#### Goal
The exercise asks for every line of the data to be reproduced exactly.
>> Start Data shown
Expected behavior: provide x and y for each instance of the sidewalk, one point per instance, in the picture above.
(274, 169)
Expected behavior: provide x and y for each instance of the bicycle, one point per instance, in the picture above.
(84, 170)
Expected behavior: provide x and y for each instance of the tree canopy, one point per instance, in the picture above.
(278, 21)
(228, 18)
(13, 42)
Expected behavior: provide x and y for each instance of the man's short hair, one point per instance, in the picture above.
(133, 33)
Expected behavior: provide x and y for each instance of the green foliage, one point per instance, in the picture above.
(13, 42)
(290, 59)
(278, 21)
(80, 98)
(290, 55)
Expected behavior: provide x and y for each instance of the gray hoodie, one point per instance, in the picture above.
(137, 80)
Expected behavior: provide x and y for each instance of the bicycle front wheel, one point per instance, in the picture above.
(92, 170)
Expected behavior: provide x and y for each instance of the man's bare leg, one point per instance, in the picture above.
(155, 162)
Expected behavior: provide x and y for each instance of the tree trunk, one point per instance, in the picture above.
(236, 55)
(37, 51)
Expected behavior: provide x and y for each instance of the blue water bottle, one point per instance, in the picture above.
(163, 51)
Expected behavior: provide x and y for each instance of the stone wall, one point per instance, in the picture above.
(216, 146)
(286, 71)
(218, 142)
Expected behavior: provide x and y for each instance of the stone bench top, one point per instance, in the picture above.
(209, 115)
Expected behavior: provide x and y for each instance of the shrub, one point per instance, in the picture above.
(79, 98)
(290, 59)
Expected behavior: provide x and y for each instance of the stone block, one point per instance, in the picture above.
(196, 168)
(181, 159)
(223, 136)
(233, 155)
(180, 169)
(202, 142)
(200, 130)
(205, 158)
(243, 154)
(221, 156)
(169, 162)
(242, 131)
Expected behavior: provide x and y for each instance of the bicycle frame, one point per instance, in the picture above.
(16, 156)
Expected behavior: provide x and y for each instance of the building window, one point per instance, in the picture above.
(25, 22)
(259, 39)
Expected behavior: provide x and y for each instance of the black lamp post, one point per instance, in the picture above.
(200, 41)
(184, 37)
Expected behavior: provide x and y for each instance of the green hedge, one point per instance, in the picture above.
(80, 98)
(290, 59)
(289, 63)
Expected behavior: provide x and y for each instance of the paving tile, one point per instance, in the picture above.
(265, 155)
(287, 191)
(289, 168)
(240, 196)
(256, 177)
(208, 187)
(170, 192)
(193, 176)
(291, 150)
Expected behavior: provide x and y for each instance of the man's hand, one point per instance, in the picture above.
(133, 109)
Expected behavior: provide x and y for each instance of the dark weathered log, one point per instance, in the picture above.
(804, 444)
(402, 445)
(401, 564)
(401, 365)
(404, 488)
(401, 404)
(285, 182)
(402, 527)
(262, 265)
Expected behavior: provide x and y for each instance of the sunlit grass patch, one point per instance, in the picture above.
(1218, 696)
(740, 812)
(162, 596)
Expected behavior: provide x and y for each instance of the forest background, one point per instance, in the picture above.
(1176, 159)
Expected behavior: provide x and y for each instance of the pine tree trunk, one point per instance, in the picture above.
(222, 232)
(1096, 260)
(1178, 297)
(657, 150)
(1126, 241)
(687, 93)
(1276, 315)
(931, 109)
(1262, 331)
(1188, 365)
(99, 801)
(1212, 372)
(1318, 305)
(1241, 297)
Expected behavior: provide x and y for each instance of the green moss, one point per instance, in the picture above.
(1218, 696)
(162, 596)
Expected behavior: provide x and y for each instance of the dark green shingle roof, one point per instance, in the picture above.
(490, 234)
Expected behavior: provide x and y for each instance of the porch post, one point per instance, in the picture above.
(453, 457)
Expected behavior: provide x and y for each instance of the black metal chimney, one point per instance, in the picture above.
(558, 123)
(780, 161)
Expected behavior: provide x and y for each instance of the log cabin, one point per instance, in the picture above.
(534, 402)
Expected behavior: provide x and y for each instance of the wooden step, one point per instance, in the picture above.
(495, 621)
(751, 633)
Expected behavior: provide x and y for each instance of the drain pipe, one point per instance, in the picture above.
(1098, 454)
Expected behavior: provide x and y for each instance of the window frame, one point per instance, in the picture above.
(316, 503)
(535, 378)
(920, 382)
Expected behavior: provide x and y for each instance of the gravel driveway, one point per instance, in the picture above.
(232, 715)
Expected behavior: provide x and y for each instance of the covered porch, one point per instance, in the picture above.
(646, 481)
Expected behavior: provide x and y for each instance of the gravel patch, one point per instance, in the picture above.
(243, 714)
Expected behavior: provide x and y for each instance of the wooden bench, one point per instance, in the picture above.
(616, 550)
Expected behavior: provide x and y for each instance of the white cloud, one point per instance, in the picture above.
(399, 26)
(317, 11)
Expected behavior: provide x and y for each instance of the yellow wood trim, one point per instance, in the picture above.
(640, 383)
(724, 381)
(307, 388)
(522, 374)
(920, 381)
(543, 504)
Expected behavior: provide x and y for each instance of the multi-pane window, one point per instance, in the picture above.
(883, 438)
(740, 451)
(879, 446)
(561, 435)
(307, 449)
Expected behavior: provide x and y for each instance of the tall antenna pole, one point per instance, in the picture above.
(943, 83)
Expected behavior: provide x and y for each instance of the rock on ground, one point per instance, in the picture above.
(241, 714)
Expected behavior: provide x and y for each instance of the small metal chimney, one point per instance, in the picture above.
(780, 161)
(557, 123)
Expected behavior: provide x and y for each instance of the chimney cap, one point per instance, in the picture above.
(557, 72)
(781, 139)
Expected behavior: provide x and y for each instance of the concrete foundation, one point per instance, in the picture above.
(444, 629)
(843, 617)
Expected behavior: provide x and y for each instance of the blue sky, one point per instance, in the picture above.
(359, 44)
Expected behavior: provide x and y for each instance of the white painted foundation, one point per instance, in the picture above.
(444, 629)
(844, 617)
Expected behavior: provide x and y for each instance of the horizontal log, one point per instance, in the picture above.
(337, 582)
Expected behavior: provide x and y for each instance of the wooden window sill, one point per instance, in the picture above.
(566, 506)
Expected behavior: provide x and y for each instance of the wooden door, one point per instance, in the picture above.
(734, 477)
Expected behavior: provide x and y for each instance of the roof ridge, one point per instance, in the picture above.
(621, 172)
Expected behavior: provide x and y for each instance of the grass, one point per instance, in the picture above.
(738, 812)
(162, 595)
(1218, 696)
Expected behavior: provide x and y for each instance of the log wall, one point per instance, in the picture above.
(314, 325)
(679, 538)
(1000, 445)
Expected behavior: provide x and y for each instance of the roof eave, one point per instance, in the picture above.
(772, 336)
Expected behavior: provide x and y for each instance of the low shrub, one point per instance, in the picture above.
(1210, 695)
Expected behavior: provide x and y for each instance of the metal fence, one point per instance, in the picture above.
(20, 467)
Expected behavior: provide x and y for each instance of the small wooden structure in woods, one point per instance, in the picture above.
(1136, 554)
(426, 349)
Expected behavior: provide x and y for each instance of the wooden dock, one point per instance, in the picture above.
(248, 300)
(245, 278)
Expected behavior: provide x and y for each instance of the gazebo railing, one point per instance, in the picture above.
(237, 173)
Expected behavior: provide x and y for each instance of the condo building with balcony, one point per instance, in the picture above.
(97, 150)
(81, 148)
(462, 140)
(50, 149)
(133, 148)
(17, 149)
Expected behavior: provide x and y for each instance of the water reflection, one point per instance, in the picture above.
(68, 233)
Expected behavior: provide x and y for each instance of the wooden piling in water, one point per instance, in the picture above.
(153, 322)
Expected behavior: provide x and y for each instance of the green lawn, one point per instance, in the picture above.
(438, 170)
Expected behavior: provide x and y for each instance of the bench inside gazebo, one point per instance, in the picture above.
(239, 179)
>> End Data shown
#### Correct answer
Expected behavior: provide x and y for each instance of the sidewalk, one point per instance, in the picture above.
(274, 169)
Expected behavior: provide x and y for each instance of the bicycle, one point per instance, in the picture above.
(84, 170)
Expected behavior: provide x and y for each instance of the tree canopy, one point per instance, in the picture above.
(278, 21)
(228, 18)
(13, 42)
Expected behavior: provide x and y for each instance of the man's short hair, one point per instance, in the picture above.
(133, 33)
Expected behavior: provide x and y for each instance of the green foliage, one point per instance, in the picture above.
(13, 42)
(290, 59)
(278, 21)
(80, 98)
(290, 55)
Expected behavior: provide x and y for each instance of the gray hoodie, one point per instance, in the picture above.
(137, 80)
Expected behavior: provide x and y for each instance of the bicycle front wheel, one point per instance, in the picture above.
(92, 170)
Expected behavior: provide x and y for each instance of the man's bare leg, one point per instance, in the picture above.
(155, 162)
Expected behavior: provide x and y for each instance of the tree trunk, one point per instance, in the picture above.
(236, 55)
(37, 51)
Expected behavior: provide x and y for each instance of the blue water bottle, one point per instance, in the picture above.
(163, 51)
Expected behavior: provide x and y for each instance of the stone wall, one point per instance, in the picture above.
(216, 146)
(286, 71)
(218, 142)
Expected behavior: provide x and y for each instance of the stone bench top, one point per instance, in the picture above.
(209, 115)
Expected behavior: provide x and y for each instance of the shrub, one point per instance, in the picture above.
(79, 98)
(290, 59)
Expected behavior: provide x and y for each instance of the stone block, one point per instance, in the picture above.
(196, 168)
(181, 159)
(223, 136)
(233, 155)
(180, 169)
(202, 142)
(200, 130)
(205, 158)
(243, 154)
(221, 156)
(169, 162)
(242, 131)
Expected behavior: provide x and y for each instance of the bicycle frame, one point per instance, in the picture above.
(16, 156)
Expected behavior: provide x and y for each instance of the building window, one point per instance, in the picture above.
(25, 22)
(259, 39)
Expected behavior: provide x and y for each instance of the black lamp post, one point per instance, in the picture above.
(200, 41)
(184, 37)
Expected behavior: provide x and y for each instance of the green hedge, one point per instance, in the picture above.
(80, 98)
(290, 59)
(289, 63)
Expected behavior: provide x and y for each instance of the paving tile, one point per instance, in the picture above.
(265, 155)
(287, 191)
(289, 168)
(240, 196)
(256, 177)
(208, 187)
(170, 192)
(193, 176)
(291, 150)
Expected behavior: provide x and y for each instance of the man's hand, one point per instance, in the picture above.
(133, 109)
Expected behavior: provide x and y for each instance of the dark weathered log, one point per instance, in the picture above.
(804, 444)
(402, 445)
(401, 564)
(401, 365)
(404, 488)
(401, 404)
(285, 182)
(402, 527)
(262, 265)
Expected behavior: provide x and y for each instance of the sunlit grass patch, one point per instance, in the picture above.
(1218, 696)
(740, 812)
(162, 596)
Expected behavior: provide x and y for each instance of the forest background, one point per instance, in the picture above.
(1176, 159)
Expected behavior: provide x and y for each instance of the pine tree trunk, one point per instance, in the picture above.
(222, 232)
(1096, 260)
(1178, 297)
(657, 150)
(1126, 241)
(687, 93)
(1276, 315)
(931, 109)
(1262, 331)
(1188, 365)
(99, 801)
(1212, 372)
(1318, 305)
(1241, 297)
Expected behavior: provide x and y for each instance of the green moss, one point per instance, in the picture above.
(1218, 696)
(162, 596)
Expected behavior: provide x and y for each instance of the dark green shingle roof, one point per instance, in the picture above.
(490, 234)
Expected behavior: provide x and y for each instance of the porch post, one point per instance, in the picture above.
(453, 457)
Expected behavior: provide x and y for each instance of the black metal chimney, one point per instance, in the picture above.
(558, 123)
(780, 161)
Expected behavior: provide x and y for each instance of the log cabin, one point per instance, in the picture above.
(534, 402)
Expected behavior: provide x and y for each instance of the wooden step, one point per instance, in the picture above.
(495, 621)
(751, 633)
Expected behavior: provide x and y for each instance of the drain pipe, one point per instance, in the picture above.
(1098, 454)
Expected behavior: provide x and y for each instance of the window frame, one point per instance, in the picture above.
(316, 503)
(535, 378)
(920, 382)
Expected behavior: provide x and y for each instance of the gravel driveway, one point per instance, in the picture above.
(232, 715)
Expected behavior: provide x and y for each instance of the covered porch, one point per instance, in the picture above.
(646, 481)
Expected behavior: provide x and y for each instance of the gravel patch, one point per instance, in the picture above.
(243, 714)
Expected behavior: provide x and y for each instance of the wooden bench, one point per instance, in the picture above.
(616, 550)
Expected behavior: provide x and y for each instance of the white cloud, one point per instance, in the picture above.
(399, 26)
(317, 11)
Expected behavior: provide x and y for each instance of the yellow wood trim, one point per instance, in the picture above.
(640, 383)
(724, 381)
(307, 388)
(522, 374)
(920, 381)
(543, 504)
Expected behavior: provide x and y for each instance of the multi-pane window, one point per instance, in the picture above.
(883, 438)
(740, 451)
(879, 446)
(561, 435)
(307, 449)
Expected behavior: provide x and y for each instance of the tall antenna pole, one point per instance, in the picture above.
(943, 83)
Expected behavior: provide x and y for each instance of the rock on ground, one point per instance, in the picture above.
(241, 714)
Expected behavior: provide x and y for each instance of the small metal chimney, one point per instance, in the picture above.
(780, 161)
(557, 123)
Expected behavior: provide x and y for each instance of the chimney cap, one point per instance, in the picture above.
(557, 72)
(781, 139)
Expected behavior: provide x and y for each instance of the concrete foundation, one point per instance, in the picture above.
(444, 629)
(843, 617)
Expected behavior: provide x and y for each instance of the blue sky, one point per instance, in the picture above.
(359, 44)
Expected behavior: provide x and y for each instance of the white painted foundation, one point per instance, in the picture above.
(444, 629)
(844, 617)
Expected behavior: provide x and y for each instance of the horizontal log, one point per instance, in the picture above.
(337, 582)
Expected behavior: provide x and y for each instance of the wooden window sill, one point per instance, in the picture above.
(566, 506)
Expected behavior: provide x and y for each instance of the wooden door, one point per instance, in the picture above.
(734, 477)
Expected behavior: provide x and y for each instance of the roof ridge, one point per instance, in the picture above.
(621, 172)
Expected behavior: provide x and y for each instance of the grass, one point per instance, in the picture above.
(738, 812)
(162, 595)
(1218, 696)
Expected behavior: provide x and y for each instance of the log wall, one point per instance, in the picture above.
(314, 325)
(679, 538)
(1000, 445)
Expected behavior: provide x and y for each instance of the roof eave, one point per instance, in the picture above.
(772, 336)
Expected behavior: provide x and y for each instance of the low shrub, one point per instance, in the picture above.
(1210, 695)
Expected behavior: provide x and y for each instance of the metal fence, one point per instance, in the picture above.
(20, 467)
Expected behavior: provide x and y for each instance of the small wooden structure in woods, one point per instance, in the picture above.
(1136, 554)
(426, 349)
Expected behavior: provide x and y for each instance of the wooden dock, one point per instance, in the picture above.
(248, 300)
(245, 278)
Expected behavior: provide x and y for each instance of the gazebo railing, one point per instance, in the picture above.
(237, 173)
Expected behavior: provide x and y for each instance of the condo building with balcony, one point per instance, in the picture above.
(97, 150)
(81, 148)
(462, 140)
(50, 149)
(133, 148)
(17, 149)
Expected behavior: provide x and y for each instance of the water reflection, one point per instance, in the picture above.
(68, 233)
Expected behavior: provide x and y for each instance of the wooden piling in water, one point per instance, in the picture above.
(153, 322)
Expected behavior: provide x and y for each instance of the green lawn, one point per instance, in the picture above.
(438, 170)
Expected behavior: provide x and y for each instance of the bench inside gazebo, one point per instance, in the picture above.
(239, 179)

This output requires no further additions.